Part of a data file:
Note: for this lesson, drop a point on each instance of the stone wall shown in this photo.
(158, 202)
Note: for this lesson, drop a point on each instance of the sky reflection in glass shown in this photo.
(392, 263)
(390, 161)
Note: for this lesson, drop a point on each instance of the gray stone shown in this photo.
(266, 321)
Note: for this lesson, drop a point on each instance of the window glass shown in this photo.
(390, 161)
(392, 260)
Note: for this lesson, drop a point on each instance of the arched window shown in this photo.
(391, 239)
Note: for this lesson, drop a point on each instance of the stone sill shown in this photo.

Exercise description: Duplicate every one of these rows line for line, changing nothing.

Problem solution:
Note: for this lesson, drop a point on each instance of the stone wall shown in this photo.
(158, 202)
Note: for this lesson, drop a point on each instance of the sky reflection in glass shown in this photo.
(392, 263)
(390, 161)
Note: for this lesson, drop a point on each instance of the gray stone shown in this photo.
(266, 321)
Note: for this lesson, drop a point on each instance of the window glass shown in this photo.
(390, 161)
(392, 260)
Note: for this lesson, drop a point on each instance of the arched window shown in this photo.
(391, 239)
Note: for this lesson, drop a point on each instance of the stone sill shown in this photo.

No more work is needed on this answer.